Pictures excluded, set down exactly the lines from the one containing "-- give x and y for each instance of the hazy" through the final line of the material, and only those.

Information given:
BEGIN

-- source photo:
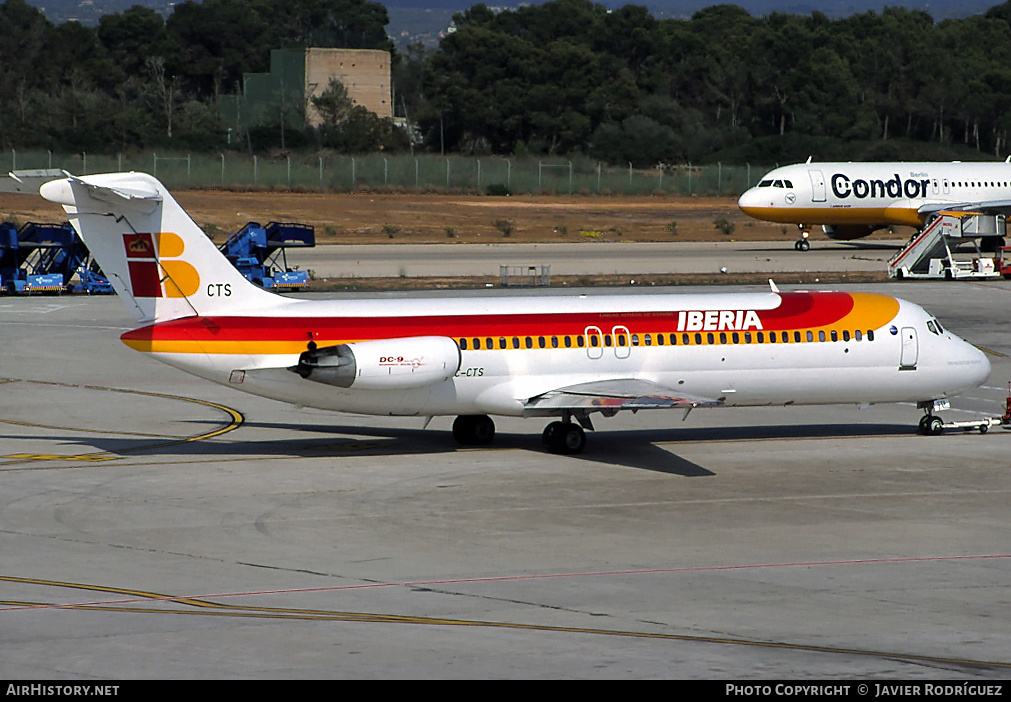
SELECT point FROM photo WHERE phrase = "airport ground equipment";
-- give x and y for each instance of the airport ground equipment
(949, 247)
(259, 254)
(57, 250)
(931, 424)
(25, 258)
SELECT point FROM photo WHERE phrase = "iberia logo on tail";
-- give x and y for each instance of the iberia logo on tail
(156, 267)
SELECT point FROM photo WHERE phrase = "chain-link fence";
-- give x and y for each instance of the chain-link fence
(492, 175)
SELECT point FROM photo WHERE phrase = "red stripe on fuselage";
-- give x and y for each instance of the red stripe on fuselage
(797, 311)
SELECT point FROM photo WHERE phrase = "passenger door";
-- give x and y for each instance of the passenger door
(910, 349)
(817, 186)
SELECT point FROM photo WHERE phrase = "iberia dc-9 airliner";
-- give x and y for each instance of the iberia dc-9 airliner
(852, 199)
(561, 357)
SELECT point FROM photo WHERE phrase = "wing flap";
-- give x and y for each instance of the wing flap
(980, 206)
(618, 393)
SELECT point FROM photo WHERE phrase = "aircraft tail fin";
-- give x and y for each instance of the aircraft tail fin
(158, 260)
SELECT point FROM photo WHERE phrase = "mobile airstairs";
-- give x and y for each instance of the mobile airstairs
(949, 247)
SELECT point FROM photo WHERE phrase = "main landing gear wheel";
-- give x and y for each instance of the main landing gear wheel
(473, 430)
(564, 437)
(931, 426)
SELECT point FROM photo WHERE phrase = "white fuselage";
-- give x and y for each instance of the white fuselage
(607, 337)
(871, 194)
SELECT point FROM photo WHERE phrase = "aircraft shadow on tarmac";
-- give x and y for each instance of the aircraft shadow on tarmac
(627, 448)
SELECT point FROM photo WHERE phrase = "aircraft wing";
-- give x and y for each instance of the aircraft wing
(28, 182)
(982, 206)
(618, 393)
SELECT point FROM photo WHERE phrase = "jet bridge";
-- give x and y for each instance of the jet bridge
(949, 247)
(259, 254)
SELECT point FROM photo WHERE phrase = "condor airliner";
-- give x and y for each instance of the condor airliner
(852, 199)
(471, 357)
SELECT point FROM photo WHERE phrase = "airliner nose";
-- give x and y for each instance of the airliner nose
(748, 200)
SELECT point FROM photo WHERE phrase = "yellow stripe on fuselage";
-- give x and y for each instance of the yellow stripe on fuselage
(221, 347)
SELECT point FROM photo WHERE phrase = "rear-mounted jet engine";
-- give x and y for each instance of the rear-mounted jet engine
(384, 364)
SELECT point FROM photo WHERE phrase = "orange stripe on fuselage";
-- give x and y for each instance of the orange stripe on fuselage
(285, 336)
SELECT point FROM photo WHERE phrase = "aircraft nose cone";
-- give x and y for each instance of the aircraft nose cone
(747, 200)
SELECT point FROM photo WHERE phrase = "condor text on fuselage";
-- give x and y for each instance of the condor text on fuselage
(851, 199)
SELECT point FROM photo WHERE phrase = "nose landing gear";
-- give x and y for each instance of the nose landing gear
(803, 244)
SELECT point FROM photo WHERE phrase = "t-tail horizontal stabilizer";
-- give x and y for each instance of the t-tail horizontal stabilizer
(156, 257)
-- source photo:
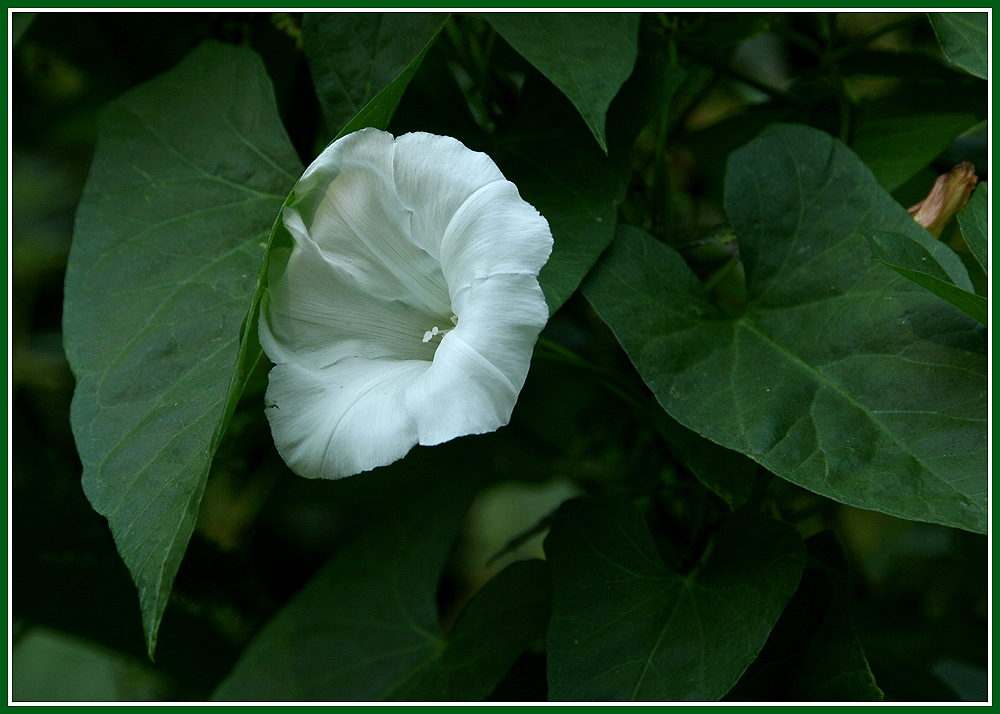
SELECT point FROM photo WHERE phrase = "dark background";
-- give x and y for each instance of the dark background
(919, 591)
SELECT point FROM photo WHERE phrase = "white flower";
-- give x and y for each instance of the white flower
(409, 306)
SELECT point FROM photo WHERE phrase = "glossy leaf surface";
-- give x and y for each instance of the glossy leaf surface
(355, 56)
(840, 376)
(914, 262)
(588, 56)
(964, 37)
(190, 171)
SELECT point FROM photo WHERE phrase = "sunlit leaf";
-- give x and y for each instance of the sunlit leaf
(914, 262)
(189, 173)
(841, 376)
(964, 37)
(588, 56)
(354, 56)
(625, 627)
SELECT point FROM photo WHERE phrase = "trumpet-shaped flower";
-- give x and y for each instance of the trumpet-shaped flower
(408, 307)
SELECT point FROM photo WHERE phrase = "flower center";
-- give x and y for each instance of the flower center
(437, 332)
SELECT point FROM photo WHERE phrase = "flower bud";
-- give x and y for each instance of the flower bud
(950, 194)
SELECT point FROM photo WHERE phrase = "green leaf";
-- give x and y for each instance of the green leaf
(914, 262)
(354, 56)
(964, 37)
(509, 614)
(974, 222)
(625, 627)
(899, 135)
(588, 56)
(840, 376)
(548, 155)
(19, 24)
(813, 653)
(366, 625)
(189, 172)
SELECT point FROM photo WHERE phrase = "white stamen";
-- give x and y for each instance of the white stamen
(435, 331)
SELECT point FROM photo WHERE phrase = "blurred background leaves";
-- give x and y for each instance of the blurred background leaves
(917, 593)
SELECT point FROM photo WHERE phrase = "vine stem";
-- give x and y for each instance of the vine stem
(550, 351)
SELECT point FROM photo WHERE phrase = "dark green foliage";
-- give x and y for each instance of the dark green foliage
(751, 341)
(190, 171)
(626, 627)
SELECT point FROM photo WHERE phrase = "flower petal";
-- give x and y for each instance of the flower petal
(317, 315)
(347, 200)
(340, 421)
(494, 232)
(434, 176)
(480, 366)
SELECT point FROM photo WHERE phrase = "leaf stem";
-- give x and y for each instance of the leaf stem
(554, 352)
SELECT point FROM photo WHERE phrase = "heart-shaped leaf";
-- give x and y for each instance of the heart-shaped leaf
(587, 55)
(573, 184)
(914, 262)
(355, 56)
(365, 628)
(813, 653)
(625, 627)
(964, 37)
(190, 170)
(840, 376)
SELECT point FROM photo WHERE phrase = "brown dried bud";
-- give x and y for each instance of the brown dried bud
(950, 194)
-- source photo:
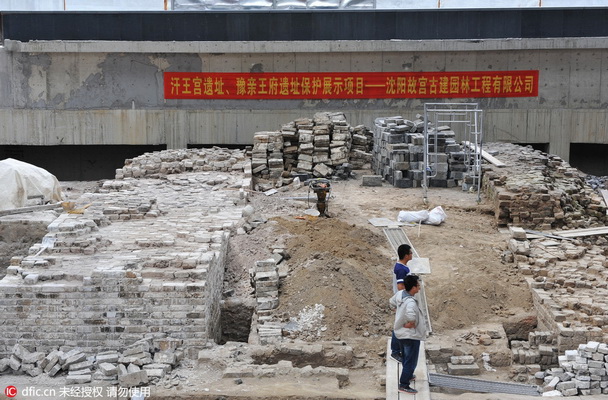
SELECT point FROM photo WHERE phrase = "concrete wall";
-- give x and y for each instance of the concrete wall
(58, 92)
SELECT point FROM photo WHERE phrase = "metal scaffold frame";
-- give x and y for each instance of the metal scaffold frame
(466, 120)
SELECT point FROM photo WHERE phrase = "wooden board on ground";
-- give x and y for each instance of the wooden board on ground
(384, 222)
(486, 156)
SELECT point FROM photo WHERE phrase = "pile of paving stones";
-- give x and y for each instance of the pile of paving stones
(141, 363)
(165, 162)
(581, 372)
(540, 191)
(323, 146)
(398, 154)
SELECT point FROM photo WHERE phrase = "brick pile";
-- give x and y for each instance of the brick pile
(165, 162)
(539, 351)
(398, 154)
(146, 361)
(146, 258)
(583, 371)
(540, 191)
(569, 284)
(323, 146)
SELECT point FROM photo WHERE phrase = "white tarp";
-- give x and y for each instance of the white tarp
(20, 181)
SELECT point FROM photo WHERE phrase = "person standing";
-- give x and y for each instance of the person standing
(400, 271)
(409, 328)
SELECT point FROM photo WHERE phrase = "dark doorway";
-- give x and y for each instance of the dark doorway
(590, 158)
(75, 162)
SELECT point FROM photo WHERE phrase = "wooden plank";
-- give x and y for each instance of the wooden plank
(486, 156)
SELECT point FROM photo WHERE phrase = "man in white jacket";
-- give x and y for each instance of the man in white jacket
(409, 328)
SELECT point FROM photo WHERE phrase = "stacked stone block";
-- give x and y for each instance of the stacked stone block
(320, 147)
(463, 365)
(139, 364)
(540, 191)
(540, 350)
(159, 163)
(266, 279)
(398, 154)
(362, 144)
(267, 155)
(581, 372)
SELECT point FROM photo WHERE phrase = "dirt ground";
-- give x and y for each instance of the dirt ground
(345, 263)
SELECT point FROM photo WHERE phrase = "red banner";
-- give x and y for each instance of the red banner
(361, 85)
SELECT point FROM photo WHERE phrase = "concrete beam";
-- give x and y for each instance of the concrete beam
(339, 46)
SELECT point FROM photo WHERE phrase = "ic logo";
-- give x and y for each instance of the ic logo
(10, 391)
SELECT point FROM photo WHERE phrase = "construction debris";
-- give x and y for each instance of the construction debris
(325, 146)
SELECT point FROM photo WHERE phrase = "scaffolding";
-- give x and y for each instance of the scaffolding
(466, 120)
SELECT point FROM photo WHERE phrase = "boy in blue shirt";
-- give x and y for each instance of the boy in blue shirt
(400, 271)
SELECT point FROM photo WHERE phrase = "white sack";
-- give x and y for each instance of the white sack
(413, 216)
(436, 216)
(20, 180)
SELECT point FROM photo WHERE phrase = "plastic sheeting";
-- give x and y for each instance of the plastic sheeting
(21, 181)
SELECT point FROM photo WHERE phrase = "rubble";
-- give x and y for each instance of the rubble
(581, 372)
(133, 366)
(540, 191)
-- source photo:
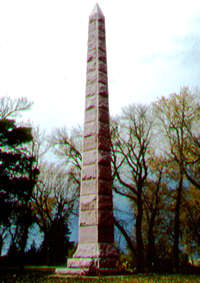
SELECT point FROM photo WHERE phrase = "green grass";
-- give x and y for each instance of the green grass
(44, 274)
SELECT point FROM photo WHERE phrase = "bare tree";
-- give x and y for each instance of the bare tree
(130, 149)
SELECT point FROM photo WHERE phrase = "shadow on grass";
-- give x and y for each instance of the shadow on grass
(44, 274)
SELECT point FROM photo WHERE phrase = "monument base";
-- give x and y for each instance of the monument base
(92, 259)
(86, 271)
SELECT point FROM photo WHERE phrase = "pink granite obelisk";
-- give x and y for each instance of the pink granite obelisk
(96, 248)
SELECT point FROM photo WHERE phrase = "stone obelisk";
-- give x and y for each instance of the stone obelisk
(95, 249)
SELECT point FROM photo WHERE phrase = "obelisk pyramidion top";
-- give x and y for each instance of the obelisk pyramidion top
(97, 11)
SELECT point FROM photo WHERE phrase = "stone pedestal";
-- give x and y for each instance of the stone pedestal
(96, 251)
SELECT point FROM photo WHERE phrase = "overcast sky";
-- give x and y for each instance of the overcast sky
(153, 48)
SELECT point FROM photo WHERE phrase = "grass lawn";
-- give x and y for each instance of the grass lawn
(46, 274)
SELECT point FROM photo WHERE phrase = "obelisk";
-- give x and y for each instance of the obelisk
(96, 250)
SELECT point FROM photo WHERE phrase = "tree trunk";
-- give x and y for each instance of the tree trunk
(139, 238)
(151, 246)
(177, 225)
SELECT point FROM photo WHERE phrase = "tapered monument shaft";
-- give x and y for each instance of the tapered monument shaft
(96, 232)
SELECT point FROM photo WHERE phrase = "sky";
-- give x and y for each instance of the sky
(153, 49)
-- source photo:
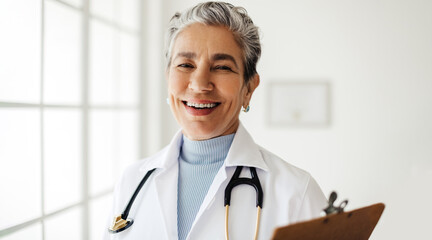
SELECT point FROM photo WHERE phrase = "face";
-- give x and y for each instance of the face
(206, 87)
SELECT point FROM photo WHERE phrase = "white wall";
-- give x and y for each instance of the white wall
(377, 56)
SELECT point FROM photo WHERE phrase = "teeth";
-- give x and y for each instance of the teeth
(201, 105)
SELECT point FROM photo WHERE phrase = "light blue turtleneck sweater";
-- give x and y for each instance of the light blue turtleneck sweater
(199, 161)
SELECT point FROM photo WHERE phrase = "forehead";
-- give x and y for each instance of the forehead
(206, 40)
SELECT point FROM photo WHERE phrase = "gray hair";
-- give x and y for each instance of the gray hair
(224, 14)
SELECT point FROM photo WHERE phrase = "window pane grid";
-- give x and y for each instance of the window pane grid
(126, 113)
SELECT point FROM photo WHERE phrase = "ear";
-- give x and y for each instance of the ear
(251, 86)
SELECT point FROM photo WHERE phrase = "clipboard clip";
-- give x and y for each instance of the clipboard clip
(331, 209)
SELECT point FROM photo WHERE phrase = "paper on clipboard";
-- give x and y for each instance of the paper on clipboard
(353, 225)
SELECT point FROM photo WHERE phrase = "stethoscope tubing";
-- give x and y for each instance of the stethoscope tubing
(235, 181)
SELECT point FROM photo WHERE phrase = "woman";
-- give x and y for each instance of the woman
(212, 52)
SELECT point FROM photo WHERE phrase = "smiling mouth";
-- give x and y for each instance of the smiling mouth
(201, 105)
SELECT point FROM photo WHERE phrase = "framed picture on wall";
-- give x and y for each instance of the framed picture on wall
(298, 103)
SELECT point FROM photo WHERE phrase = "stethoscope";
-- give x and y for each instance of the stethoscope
(122, 222)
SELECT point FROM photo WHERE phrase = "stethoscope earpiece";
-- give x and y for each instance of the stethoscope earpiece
(120, 224)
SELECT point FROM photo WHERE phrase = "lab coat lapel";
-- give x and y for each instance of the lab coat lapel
(236, 157)
(166, 185)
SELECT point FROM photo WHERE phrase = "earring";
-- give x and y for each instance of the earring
(246, 109)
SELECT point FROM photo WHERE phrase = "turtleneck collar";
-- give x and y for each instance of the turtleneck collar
(206, 151)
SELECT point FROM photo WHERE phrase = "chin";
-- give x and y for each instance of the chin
(201, 132)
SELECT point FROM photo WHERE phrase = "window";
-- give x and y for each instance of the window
(69, 113)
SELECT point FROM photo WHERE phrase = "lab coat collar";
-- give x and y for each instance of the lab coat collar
(244, 151)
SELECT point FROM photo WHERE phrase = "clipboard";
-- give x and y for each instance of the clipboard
(353, 225)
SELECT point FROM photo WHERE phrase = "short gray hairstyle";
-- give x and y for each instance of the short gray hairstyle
(224, 14)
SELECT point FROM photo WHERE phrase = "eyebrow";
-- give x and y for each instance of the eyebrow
(188, 55)
(215, 57)
(223, 56)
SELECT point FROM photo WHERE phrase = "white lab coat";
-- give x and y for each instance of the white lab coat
(290, 195)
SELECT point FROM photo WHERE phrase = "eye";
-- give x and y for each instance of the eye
(224, 68)
(185, 65)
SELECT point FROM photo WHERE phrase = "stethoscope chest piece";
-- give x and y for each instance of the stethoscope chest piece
(120, 224)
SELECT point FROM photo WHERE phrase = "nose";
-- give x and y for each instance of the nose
(200, 80)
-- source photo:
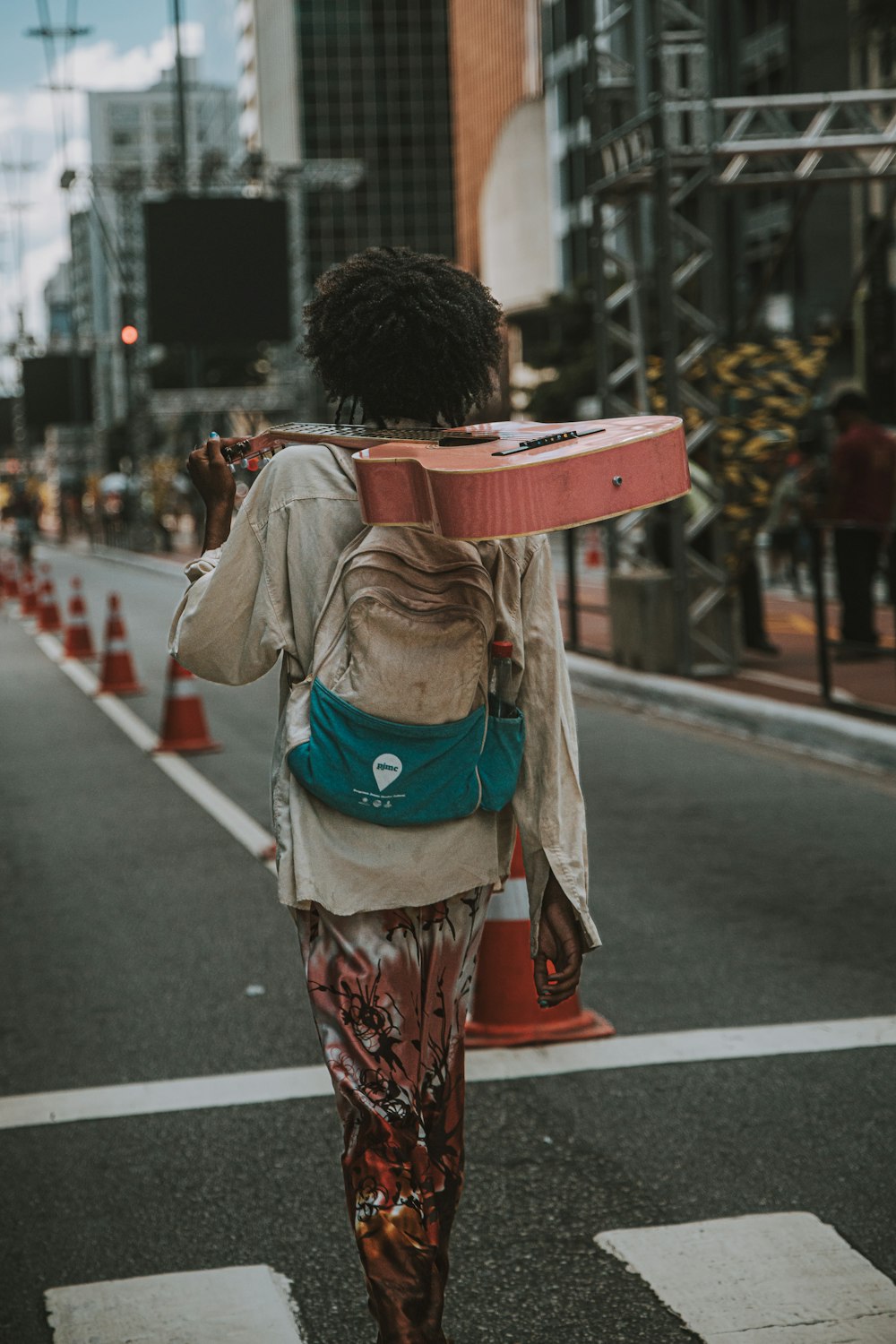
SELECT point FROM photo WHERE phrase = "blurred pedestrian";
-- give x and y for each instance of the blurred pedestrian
(788, 543)
(24, 513)
(390, 919)
(860, 505)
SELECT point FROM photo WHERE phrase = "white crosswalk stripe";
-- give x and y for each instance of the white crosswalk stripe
(242, 1304)
(785, 1279)
(271, 1085)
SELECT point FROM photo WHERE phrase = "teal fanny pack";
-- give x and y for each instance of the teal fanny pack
(406, 774)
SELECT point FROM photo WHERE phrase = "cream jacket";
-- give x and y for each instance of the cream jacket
(261, 597)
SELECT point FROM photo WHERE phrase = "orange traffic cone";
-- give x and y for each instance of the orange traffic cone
(27, 593)
(117, 672)
(504, 1008)
(183, 726)
(48, 620)
(78, 642)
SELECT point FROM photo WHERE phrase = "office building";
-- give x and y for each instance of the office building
(335, 81)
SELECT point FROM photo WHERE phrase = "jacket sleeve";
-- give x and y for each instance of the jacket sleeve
(225, 628)
(548, 806)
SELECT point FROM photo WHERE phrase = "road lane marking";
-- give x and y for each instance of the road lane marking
(273, 1085)
(210, 798)
(236, 1305)
(786, 1279)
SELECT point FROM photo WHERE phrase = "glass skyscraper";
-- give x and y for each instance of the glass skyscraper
(374, 85)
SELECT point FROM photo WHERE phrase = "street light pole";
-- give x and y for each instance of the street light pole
(180, 101)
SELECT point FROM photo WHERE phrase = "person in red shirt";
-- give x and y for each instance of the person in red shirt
(860, 504)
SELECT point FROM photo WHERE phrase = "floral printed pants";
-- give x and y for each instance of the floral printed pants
(389, 991)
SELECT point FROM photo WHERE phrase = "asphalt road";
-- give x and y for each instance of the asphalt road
(732, 886)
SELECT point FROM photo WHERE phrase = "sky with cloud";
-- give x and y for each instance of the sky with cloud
(129, 45)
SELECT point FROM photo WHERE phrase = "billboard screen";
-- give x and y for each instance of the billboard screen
(56, 390)
(217, 271)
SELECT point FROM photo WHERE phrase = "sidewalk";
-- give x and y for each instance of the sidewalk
(791, 675)
(772, 699)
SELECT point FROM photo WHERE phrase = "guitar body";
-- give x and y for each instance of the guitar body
(484, 491)
(505, 478)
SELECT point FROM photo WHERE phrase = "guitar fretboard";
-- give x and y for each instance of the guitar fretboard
(419, 435)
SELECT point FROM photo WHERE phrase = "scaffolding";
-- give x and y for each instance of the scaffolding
(662, 148)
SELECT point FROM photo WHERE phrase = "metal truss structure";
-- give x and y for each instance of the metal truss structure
(661, 147)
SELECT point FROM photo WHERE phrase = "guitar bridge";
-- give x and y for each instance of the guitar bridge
(546, 438)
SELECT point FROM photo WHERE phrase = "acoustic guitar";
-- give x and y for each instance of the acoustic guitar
(500, 478)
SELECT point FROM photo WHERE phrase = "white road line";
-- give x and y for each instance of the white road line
(271, 1085)
(788, 683)
(236, 1305)
(786, 1279)
(210, 798)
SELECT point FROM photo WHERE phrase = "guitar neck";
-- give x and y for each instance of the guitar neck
(271, 441)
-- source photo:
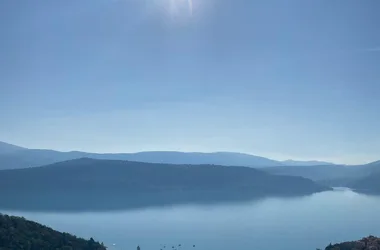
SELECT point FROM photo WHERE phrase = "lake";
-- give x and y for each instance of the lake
(301, 223)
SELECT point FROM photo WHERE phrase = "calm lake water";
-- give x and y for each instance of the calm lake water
(273, 223)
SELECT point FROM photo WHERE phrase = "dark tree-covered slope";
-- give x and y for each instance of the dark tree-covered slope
(89, 183)
(18, 233)
(369, 243)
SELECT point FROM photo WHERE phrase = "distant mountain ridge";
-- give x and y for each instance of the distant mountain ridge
(24, 158)
(113, 184)
(306, 163)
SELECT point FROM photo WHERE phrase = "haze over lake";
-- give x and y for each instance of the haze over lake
(277, 223)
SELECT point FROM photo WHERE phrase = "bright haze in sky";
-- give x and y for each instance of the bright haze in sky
(281, 79)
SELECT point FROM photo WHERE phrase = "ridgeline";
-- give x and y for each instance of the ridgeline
(19, 233)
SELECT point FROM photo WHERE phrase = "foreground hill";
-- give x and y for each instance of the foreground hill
(19, 233)
(111, 184)
(369, 243)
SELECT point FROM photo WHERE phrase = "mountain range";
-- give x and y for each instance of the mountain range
(12, 157)
(92, 184)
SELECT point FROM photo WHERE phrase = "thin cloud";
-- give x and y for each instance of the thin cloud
(374, 49)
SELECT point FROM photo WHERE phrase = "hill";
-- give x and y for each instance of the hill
(111, 184)
(40, 157)
(331, 175)
(19, 233)
(306, 163)
(369, 243)
(371, 182)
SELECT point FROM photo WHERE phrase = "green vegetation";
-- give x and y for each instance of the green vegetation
(19, 233)
(369, 243)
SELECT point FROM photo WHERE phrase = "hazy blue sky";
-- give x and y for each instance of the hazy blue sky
(282, 79)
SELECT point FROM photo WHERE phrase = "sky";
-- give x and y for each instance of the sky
(280, 79)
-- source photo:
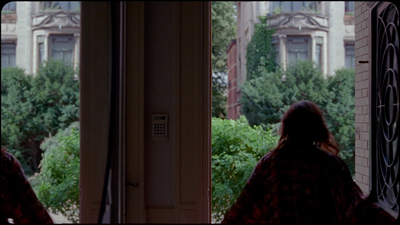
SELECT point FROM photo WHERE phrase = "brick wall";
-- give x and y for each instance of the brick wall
(362, 39)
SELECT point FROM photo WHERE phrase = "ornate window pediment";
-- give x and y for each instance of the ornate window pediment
(298, 20)
(56, 20)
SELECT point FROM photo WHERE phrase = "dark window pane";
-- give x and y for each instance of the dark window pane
(11, 6)
(62, 47)
(8, 55)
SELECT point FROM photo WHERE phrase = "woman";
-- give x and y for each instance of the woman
(303, 180)
(17, 200)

END

Written reply:
-- give x and y for each instance of the hazy blue sky
(282, 79)
SELECT point FROM photo WHERE phrase = "sky";
-- give x and y for each instance of the sky
(280, 79)
-- source photo:
SELECT point FROM photo WHERE phrase = "brick wall";
-- give x and y for each instance of the brick wall
(362, 39)
SELECT point FROM photo WHERE phrase = "ornate window pediment";
-- give x and y for each instance of the ornate window pediment
(298, 20)
(56, 20)
SELECT point FROM photo WHERE phrase = "dark window pane";
-- give x and y for each instance of the dark window pane
(11, 6)
(62, 47)
(8, 55)
SELECT point FROM photo WHERE phrase = "woman";
-- give x and y for each instance of the woman
(303, 180)
(17, 200)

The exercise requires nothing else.